- **SUPPLIED INFORMATION**:
###

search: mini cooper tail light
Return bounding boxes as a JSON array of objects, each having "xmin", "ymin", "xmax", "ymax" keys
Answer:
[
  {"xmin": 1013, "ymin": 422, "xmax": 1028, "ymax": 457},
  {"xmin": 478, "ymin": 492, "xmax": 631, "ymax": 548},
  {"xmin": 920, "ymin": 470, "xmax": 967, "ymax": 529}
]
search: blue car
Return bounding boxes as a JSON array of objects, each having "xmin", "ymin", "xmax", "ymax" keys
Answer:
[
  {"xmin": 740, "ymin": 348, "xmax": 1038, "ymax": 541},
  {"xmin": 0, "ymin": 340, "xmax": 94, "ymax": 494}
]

###

- **TASK TO CARRY OUT**: Rewrite the part of the records from the line containing "search: blue car" through the end of the records, swapping "blue" for "red" and leaving everything else unchanged.

- **EXERCISE OUTPUT**:
search: red car
Return bounding boxes as a JSON array of objects, each having "xmin", "ymin", "xmax", "ymax" keys
Answer:
[
  {"xmin": 740, "ymin": 348, "xmax": 1038, "ymax": 541},
  {"xmin": 0, "ymin": 340, "xmax": 94, "ymax": 494}
]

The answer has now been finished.